My recommendation is to run the adventure in a more Shadowrun style than D&D style.  D&D style assumes that enemies meet you at your strengths, and you try and be strong enough.  For example, a Fighter is good at hitting things, so you're expected to throw combat challenges at the Fighter so he can do his thing, and then if his numbers are better he wins.  Rogues are good with traps, so you throw stealth adventures and traps at them so that they can show off their nifty numbers and win at that too.

Shadowrun style already assumes everyone's really good at what they do.  A sniper WILL kill any enemy... if he can be in a solid sniping position and make sure the enemy gets into his line of fire at the appropriate time for the kill.  A B&E expert WILL defeat the electronic locks and bypass the alarms safely.  You don't challenge the party by putting big bosses in front of the sniper's line of fire or advanced locks in front of the B&E expert.  Instead, you make missions where the challenge is for the players to figure out how they can accomplish the goal by defeating locks and sniping people.  It's the players who have to figure out what the right sniping position is and how to use their ability to one shot kill any one enemy every few seconds to accomplish the overall mission.

Requirements ->
Quote the passage on Shadowrun-style play word for word, beginning at "Shadowrun style already" and stopping after "the overall mission.". The records that come next are separate material and have no connection to the passage on Shadowrun-style play.

Material provided ->
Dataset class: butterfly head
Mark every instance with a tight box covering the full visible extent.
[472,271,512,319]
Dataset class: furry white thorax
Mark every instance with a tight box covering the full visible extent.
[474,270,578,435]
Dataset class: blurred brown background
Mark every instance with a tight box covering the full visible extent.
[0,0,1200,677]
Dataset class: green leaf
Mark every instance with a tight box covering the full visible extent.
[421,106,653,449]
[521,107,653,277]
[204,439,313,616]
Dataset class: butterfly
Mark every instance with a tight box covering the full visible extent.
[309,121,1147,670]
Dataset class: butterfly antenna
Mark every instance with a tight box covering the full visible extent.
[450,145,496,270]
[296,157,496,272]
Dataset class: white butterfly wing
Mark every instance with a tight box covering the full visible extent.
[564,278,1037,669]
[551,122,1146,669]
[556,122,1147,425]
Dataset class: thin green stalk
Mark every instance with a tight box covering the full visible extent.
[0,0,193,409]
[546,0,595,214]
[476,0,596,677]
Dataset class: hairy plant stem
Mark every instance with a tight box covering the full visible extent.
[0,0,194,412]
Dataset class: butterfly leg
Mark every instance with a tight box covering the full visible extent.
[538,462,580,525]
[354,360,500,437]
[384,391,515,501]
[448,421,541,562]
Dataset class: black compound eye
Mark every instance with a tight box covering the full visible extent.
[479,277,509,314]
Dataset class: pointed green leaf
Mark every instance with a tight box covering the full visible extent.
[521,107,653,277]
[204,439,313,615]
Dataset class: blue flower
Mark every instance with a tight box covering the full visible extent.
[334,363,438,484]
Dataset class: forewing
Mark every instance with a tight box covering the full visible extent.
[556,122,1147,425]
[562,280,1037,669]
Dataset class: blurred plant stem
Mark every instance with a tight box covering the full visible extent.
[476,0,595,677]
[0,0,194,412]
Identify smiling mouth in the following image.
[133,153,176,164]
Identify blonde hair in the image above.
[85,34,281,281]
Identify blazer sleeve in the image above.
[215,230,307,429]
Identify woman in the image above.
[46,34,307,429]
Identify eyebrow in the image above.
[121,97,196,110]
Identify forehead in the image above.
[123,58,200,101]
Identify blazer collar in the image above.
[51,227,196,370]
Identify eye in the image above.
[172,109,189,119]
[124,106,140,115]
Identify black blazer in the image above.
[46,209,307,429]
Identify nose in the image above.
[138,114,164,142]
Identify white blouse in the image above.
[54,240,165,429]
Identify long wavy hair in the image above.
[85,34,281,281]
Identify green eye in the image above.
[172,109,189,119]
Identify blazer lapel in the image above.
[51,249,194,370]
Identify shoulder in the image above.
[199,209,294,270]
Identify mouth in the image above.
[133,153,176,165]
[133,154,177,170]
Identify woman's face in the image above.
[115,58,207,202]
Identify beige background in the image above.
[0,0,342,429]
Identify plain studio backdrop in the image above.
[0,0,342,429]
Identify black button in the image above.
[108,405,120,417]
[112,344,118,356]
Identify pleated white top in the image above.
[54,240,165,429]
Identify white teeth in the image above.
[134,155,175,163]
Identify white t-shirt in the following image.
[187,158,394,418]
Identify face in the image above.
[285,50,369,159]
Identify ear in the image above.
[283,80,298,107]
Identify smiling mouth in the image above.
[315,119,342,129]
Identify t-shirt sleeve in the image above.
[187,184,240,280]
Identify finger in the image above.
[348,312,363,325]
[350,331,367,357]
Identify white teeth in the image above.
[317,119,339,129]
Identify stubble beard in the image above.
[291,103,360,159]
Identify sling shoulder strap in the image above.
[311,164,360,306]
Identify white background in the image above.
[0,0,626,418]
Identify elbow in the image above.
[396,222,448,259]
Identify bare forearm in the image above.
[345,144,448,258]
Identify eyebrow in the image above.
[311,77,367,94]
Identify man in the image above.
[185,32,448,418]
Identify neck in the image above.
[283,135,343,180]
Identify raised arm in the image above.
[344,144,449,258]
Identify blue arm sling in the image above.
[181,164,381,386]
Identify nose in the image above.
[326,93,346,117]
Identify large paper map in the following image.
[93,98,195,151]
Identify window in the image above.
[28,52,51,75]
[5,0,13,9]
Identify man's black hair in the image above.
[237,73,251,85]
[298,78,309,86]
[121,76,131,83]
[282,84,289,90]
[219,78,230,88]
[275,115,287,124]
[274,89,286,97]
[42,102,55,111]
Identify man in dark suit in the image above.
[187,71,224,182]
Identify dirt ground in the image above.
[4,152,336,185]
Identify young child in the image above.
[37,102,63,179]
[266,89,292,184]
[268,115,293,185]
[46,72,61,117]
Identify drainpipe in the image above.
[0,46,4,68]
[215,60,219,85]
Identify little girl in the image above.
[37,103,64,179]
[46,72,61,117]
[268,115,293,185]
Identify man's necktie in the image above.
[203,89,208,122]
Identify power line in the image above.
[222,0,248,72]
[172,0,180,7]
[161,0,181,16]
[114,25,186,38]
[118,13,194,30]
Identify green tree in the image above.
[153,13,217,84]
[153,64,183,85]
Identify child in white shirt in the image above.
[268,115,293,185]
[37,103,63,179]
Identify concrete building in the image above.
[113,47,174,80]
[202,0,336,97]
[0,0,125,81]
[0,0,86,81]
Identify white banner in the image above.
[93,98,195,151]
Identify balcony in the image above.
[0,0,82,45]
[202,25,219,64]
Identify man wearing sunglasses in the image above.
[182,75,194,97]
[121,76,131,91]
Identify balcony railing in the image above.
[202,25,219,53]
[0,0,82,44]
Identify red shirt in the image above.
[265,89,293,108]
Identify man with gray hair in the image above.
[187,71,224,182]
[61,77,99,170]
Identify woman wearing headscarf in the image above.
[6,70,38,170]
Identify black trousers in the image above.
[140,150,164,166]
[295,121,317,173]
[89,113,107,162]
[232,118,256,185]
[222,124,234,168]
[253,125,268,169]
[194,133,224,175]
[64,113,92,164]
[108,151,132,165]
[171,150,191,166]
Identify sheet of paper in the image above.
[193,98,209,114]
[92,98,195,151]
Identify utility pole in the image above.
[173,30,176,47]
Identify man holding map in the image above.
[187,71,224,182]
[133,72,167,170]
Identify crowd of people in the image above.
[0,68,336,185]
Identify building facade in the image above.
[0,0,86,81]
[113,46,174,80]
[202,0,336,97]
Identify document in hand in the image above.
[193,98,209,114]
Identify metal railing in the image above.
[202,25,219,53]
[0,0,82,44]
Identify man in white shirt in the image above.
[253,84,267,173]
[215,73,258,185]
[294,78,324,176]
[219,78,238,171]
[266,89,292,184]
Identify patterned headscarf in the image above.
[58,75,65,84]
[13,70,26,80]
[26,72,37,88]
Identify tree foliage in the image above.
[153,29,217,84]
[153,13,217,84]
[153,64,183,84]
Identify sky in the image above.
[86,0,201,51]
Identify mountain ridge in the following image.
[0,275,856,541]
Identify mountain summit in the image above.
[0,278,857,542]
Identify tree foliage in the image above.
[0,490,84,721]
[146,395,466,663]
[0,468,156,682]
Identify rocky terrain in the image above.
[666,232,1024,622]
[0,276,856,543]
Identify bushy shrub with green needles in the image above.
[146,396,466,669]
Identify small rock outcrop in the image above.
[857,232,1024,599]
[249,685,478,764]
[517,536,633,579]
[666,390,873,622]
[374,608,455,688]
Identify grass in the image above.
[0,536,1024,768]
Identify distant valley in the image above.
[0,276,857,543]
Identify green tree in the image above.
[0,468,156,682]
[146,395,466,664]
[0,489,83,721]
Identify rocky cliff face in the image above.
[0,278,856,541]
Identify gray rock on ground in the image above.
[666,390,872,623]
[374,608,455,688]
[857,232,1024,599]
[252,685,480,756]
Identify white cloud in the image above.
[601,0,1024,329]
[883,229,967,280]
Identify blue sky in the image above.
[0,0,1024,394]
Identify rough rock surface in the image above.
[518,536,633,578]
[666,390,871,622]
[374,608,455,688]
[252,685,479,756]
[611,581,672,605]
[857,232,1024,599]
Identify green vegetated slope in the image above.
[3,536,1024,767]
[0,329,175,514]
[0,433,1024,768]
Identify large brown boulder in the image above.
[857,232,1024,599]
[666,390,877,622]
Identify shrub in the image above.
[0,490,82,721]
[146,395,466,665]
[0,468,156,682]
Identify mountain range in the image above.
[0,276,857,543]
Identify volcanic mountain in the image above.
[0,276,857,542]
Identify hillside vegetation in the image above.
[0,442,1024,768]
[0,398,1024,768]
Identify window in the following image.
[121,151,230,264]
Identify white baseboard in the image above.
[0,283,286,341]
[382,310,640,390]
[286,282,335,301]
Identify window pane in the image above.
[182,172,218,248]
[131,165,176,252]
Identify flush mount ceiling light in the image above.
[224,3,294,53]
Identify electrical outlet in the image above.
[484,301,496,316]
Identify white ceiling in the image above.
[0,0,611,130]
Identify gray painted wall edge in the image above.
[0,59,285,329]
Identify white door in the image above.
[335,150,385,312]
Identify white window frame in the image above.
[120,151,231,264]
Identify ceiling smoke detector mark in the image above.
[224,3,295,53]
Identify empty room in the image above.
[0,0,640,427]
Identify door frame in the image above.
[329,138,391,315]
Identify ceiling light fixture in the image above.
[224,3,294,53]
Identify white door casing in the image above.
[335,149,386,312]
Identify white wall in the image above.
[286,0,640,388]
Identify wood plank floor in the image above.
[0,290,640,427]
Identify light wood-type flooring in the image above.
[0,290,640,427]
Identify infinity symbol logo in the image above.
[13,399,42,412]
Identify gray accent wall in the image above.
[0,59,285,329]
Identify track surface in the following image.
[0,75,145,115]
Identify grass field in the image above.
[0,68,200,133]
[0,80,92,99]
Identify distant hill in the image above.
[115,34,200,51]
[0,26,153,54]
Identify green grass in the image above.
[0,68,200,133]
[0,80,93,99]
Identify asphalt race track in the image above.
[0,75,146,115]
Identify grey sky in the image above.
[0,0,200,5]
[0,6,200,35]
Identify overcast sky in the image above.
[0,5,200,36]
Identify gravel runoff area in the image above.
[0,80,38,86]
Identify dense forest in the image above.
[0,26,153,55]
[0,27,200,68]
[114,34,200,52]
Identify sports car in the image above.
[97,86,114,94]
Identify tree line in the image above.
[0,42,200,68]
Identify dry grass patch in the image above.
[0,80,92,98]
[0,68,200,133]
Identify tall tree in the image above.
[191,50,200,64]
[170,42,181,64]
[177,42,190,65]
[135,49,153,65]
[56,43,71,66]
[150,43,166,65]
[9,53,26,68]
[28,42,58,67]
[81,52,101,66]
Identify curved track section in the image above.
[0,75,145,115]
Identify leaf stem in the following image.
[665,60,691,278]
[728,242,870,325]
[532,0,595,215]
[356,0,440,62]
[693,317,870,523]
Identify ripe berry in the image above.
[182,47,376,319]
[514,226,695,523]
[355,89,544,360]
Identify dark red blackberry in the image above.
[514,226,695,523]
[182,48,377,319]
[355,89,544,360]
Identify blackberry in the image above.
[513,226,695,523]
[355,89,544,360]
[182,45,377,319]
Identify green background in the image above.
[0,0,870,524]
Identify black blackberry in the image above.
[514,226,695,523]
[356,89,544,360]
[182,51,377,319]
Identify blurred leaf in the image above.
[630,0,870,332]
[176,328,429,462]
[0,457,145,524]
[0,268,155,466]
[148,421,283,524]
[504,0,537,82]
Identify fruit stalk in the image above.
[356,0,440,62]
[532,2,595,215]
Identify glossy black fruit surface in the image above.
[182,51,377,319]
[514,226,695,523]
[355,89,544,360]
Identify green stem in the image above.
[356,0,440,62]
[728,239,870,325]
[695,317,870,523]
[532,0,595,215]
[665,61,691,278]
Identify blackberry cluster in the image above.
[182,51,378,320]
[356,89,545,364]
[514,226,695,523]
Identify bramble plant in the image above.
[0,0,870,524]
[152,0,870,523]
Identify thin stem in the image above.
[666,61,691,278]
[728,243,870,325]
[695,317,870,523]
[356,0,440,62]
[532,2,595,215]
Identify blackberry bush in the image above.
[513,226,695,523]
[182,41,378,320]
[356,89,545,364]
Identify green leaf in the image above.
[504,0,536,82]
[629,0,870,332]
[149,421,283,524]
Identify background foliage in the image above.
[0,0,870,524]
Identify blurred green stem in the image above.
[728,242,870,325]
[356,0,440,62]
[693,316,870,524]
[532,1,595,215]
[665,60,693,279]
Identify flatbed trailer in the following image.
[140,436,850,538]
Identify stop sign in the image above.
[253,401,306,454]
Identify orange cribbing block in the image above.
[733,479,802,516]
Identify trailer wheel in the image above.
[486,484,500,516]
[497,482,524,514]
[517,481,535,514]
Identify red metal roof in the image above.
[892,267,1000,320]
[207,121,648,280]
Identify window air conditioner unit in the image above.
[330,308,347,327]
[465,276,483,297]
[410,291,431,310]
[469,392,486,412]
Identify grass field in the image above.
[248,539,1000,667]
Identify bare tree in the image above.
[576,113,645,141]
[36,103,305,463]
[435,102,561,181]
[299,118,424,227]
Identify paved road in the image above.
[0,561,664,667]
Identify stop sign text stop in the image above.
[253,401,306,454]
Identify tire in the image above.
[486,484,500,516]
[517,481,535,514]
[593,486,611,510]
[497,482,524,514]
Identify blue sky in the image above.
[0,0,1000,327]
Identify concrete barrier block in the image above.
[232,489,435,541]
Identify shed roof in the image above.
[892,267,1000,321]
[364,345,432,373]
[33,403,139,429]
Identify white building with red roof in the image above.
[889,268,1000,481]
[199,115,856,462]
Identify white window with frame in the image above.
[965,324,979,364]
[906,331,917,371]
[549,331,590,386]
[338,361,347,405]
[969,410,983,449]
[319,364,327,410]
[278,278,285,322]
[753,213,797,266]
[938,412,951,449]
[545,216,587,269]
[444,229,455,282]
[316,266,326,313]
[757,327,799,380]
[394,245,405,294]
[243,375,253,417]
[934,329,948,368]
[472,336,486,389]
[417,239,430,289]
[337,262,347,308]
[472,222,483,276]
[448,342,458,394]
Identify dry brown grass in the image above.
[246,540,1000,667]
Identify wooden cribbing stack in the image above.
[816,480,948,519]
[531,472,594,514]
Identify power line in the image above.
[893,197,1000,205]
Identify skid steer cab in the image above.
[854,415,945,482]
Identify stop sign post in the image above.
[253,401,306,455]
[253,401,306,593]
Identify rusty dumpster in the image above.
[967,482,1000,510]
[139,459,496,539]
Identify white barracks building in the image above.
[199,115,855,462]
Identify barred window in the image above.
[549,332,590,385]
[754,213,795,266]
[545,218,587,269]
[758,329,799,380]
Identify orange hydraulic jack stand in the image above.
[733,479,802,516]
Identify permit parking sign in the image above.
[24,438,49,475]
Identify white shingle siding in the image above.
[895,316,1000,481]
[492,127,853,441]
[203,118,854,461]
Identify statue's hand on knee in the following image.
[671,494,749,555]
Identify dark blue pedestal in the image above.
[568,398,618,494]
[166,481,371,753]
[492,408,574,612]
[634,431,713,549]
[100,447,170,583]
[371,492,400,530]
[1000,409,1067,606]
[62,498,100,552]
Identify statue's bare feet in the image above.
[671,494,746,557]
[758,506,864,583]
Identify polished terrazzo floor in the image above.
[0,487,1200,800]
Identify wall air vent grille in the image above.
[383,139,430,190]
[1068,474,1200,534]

Answer to this task ->
Shadowrun style already assumes everyone's really good at what they do.  A sniper WILL kill any enemy... if he can be in a solid sniping position and make sure the enemy gets into his line of fire at the appropriate time for the kill.  A B&E expert WILL defeat the electronic locks and bypass the alarms safely.  You don't challenge the party by putting big bosses in front of the sniper's line of fire or advanced locks in front of the B&E expert.  Instead, you make missions where the challenge is for the players to figure out how they can accomplish the goal by defeating locks and sniping people.  It's the players who have to figure out what the right sniping position is and how to use their ability to one shot kill any one enemy every few seconds to accomplish the overall mission.